Take the line containing "cart tire, the" as the first and the last line of the records below as the end, and please set down only what lies between them exactly, both ends included.
-- DATA TO USE follows --
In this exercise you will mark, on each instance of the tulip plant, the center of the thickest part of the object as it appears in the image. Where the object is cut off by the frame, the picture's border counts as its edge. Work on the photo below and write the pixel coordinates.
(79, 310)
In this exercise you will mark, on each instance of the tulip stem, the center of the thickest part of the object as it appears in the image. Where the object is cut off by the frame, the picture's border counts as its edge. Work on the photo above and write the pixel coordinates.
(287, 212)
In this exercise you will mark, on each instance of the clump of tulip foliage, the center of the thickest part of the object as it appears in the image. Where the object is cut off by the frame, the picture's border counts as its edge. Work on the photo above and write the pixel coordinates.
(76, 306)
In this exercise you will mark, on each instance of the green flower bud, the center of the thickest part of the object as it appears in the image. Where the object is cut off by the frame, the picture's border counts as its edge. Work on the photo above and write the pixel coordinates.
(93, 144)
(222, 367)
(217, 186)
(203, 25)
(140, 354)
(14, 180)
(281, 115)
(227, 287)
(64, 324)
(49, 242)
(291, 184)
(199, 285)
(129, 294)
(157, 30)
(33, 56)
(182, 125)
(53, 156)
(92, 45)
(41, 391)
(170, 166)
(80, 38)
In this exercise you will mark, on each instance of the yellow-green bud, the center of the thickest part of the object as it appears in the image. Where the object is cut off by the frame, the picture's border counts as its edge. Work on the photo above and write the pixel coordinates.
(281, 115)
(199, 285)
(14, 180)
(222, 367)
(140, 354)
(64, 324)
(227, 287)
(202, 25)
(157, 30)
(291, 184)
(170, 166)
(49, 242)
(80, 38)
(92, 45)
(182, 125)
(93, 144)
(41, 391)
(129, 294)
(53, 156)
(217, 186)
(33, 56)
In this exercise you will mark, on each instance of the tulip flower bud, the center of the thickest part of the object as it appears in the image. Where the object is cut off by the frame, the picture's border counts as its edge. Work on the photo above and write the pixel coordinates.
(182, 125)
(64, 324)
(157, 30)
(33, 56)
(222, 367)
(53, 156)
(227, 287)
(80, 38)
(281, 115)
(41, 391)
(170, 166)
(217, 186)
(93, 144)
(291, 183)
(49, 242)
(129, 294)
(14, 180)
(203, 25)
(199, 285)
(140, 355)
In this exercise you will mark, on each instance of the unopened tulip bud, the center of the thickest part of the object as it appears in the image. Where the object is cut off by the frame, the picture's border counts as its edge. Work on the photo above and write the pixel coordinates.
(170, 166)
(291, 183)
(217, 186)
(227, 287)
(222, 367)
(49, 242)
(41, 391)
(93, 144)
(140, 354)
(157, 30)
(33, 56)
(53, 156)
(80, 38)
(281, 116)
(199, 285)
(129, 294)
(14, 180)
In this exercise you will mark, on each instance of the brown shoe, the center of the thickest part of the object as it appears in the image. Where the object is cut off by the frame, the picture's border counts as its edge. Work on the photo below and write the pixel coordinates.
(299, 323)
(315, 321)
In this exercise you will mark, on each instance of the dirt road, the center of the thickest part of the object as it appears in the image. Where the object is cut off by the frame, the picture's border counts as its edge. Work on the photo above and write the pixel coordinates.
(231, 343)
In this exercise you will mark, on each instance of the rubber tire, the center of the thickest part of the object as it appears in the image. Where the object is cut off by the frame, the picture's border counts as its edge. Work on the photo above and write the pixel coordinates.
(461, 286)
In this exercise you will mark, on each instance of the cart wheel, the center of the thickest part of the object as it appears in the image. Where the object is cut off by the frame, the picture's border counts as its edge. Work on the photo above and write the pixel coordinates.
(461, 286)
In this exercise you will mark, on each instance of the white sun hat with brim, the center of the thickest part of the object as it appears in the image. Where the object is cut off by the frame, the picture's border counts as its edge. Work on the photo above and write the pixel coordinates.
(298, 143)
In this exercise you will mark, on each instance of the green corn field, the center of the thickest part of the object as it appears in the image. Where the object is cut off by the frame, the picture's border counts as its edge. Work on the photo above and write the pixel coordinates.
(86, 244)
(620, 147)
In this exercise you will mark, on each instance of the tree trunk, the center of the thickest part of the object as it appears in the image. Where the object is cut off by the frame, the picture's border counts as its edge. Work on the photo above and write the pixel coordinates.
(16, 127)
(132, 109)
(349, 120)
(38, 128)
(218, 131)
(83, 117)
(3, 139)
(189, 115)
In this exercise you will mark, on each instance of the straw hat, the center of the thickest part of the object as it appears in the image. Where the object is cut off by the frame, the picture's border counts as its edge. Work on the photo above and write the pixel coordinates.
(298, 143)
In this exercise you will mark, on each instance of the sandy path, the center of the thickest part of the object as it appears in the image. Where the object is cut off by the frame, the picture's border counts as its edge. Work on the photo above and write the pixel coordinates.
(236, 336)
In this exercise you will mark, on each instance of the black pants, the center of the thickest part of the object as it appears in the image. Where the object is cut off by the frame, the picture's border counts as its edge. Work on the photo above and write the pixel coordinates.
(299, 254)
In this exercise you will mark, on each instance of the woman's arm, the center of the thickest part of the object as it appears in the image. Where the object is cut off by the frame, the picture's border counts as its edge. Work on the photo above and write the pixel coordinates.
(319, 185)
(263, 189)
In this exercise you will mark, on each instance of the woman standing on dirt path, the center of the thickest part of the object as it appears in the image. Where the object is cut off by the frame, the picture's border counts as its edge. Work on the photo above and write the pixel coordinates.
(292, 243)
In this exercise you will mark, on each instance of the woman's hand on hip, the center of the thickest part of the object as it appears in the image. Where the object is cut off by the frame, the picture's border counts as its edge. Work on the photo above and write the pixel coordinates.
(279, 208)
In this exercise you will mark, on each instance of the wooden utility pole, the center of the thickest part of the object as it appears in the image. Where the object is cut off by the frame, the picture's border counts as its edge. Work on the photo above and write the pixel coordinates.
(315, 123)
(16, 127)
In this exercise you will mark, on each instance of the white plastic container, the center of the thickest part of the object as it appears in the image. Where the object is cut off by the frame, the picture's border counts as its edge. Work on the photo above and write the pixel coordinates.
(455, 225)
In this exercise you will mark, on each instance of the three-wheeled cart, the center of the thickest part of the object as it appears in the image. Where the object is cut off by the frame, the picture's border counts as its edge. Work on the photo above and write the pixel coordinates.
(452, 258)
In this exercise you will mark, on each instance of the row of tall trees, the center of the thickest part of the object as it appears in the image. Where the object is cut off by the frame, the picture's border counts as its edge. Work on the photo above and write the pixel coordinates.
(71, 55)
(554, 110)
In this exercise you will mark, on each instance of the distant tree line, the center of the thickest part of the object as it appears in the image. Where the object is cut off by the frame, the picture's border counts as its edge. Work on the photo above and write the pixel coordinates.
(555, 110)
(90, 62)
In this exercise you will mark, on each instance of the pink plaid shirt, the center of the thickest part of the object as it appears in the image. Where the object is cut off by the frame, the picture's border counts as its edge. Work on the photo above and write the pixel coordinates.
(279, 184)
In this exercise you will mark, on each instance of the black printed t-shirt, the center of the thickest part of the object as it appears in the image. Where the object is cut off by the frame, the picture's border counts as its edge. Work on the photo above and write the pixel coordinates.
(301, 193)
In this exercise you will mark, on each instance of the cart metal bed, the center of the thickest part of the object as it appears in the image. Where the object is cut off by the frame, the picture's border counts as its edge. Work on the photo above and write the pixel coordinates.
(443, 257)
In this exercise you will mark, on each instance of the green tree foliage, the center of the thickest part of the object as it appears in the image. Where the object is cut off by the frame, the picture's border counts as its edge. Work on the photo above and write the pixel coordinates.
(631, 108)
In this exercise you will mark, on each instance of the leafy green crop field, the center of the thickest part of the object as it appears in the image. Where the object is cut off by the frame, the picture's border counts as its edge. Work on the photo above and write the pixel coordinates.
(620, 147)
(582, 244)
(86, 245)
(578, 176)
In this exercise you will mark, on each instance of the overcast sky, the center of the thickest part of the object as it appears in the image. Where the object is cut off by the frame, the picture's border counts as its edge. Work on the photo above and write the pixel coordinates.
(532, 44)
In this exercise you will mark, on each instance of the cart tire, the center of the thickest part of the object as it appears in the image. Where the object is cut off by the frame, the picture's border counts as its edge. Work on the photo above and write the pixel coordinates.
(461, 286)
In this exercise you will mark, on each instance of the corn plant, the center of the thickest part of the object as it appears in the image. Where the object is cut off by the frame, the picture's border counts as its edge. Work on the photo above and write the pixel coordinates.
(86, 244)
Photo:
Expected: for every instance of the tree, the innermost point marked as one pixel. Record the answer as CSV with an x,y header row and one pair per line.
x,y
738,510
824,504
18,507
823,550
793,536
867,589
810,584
-- DATA TO USE concluded --
**RESPONSE TO THE TASK:**
In this exercise you will mark, on each instance of the cart tire, the center of the thickest part of the object as it appears in the image. Where the object is cut off by the frame, the picture's border counts as its edge. Work on the photo above and write the pixel coordinates.
(461, 286)
In this exercise you will mark, on each instance of the corn plant, the center of the thickest part of the object as it appears in the image. Where the object is cut off by the frame, the picture's border counts as its edge. Work on the photo above and write the pixel coordinates.
(86, 244)
Photo:
Expected: for every instance of the tree, the innermost point marked as one pixel. Record the answer as CSV with an x,y header row and one pair per line.
x,y
738,510
824,504
18,507
823,550
793,536
867,589
810,584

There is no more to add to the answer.